• _Problem to work on_:
Retype every line below precisely as it appears.

• _Source data_:

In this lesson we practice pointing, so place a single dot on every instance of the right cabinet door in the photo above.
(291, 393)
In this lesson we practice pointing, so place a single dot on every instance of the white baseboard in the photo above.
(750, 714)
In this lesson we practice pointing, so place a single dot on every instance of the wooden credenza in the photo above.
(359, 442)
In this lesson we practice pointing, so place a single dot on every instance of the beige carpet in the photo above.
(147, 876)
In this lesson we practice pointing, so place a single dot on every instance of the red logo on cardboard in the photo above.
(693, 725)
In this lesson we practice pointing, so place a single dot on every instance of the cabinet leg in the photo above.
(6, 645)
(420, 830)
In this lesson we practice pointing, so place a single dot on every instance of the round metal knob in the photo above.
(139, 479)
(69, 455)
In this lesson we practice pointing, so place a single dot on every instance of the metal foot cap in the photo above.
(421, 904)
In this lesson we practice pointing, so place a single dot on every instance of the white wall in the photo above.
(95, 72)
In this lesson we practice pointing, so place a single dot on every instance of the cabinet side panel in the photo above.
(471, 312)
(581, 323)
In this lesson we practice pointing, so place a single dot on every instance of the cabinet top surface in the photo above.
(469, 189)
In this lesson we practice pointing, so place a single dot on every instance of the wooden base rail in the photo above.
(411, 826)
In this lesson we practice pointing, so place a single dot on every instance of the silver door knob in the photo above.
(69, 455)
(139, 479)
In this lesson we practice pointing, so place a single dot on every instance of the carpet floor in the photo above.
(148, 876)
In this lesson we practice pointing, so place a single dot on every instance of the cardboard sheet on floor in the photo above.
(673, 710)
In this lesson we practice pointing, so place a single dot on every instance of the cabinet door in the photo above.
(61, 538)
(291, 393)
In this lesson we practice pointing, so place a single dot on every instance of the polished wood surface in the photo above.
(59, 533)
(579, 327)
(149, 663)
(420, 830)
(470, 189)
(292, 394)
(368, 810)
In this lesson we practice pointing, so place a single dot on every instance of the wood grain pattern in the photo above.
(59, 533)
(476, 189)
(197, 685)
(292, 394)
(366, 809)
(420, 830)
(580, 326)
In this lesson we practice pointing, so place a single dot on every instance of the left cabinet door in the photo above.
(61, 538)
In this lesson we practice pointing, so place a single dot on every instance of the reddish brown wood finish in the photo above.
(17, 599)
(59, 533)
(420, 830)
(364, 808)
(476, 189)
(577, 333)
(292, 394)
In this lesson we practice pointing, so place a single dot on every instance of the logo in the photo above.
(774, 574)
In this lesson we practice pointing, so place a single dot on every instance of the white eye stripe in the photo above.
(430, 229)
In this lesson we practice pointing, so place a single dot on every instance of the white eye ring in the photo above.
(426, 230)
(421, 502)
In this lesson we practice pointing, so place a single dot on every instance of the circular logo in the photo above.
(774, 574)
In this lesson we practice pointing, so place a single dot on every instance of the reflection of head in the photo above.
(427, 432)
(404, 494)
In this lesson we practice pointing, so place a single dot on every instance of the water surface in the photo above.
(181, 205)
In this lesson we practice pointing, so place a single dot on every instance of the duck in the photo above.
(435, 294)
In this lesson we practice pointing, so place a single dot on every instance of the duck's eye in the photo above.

• _Task output_:
In this lesson we practice pointing, so place a single dot on every instance of the right cabinet door in the photo above.
(291, 393)
In this lesson we practice pointing, so place a single dot on every instance of the white baseboard in the photo above.
(750, 714)
In this lesson we practice pointing, so place a single dot on every instance of the wooden credenza in the photo above.
(359, 442)
In this lesson we practice pointing, so place a single dot on every instance of the beige carpet in the photo above.
(147, 876)
In this lesson we practice pointing, so place a single dot on every instance of the red logo on cardboard in the photo above.
(693, 725)
In this lesson we practice pointing, so place a single dot on every instance of the cabinet leg in the photo above.
(6, 645)
(420, 830)
In this lesson we practice pointing, so place a single dot on every instance of the round metal knob in the photo above.
(139, 479)
(69, 455)
In this lesson we practice pointing, so place a single dot on every instance of the metal foot cap in the photo above.
(421, 904)
In this lesson we practice pointing, so place a single dot on every instance of the white wall in the photo above.
(95, 72)
In this lesson we practice pointing, so place a single dot on every instance of the cabinet side panel in the photo above.
(471, 312)
(581, 323)
In this lesson we practice pointing, so place a single dot on every instance of the cabinet top surface in the photo above.
(469, 189)
In this lesson we practice pointing, so place a single dot on every instance of the wooden base rail in the photo above.
(411, 826)
In this lesson we practice pointing, so place a single dot on every instance of the silver door knob in the photo above.
(69, 455)
(139, 479)
In this lesson we practice pointing, so place a single dot on every instance of the carpet floor in the photo above.
(148, 876)
In this lesson we practice pointing, so place a single dot on every instance of the cardboard sheet on floor in the photo above.
(673, 710)
In this lesson we practice pointing, so place a single dot on every instance of the cabinet door in the photo above.
(61, 538)
(291, 393)
In this lesson we practice pointing, so place a single dot on every instance of the polished wood surface in the photo above.
(59, 533)
(579, 327)
(149, 663)
(420, 830)
(470, 189)
(292, 394)
(368, 810)
In this lesson we practice pointing, so place a single dot on every instance of the wood grain pattern in the photo above.
(59, 533)
(476, 189)
(197, 685)
(292, 394)
(366, 809)
(420, 830)
(580, 326)
In this lesson we practice pointing, so place a single dot on every instance of the left cabinet door in the photo above.
(61, 538)
In this lesson we practice pointing, so place a single dot on every instance of the reddish brown wood finish in the photo above.
(17, 599)
(59, 533)
(420, 830)
(364, 808)
(476, 189)
(577, 333)
(292, 394)
In this lesson we practice pointing, so place a single dot on every instance of the logo in the photo above.
(774, 574)
In this lesson we practice pointing, so place a single dot on every instance of the white eye stripe in the photo above.
(430, 229)
In this lesson we practice pointing, so place a single dot on every instance of the white eye ring in the photo above.
(426, 230)
(421, 502)
In this lesson we practice pointing, so place a single dot on every instance of the circular logo in the photo above.
(774, 574)
In this lesson we practice pointing, so place a single dot on every instance of the reflection of head in the photo above.
(427, 432)
(404, 494)
In this lesson we practice pointing, so place a single dot on every instance of the water surface in the photo above.
(181, 205)
In this lesson we practice pointing, so place a single dot on every instance of the duck in the photo above.
(435, 294)
In this lesson we practice pointing, so place a single dot on every instance of the duck's eye in the photo above.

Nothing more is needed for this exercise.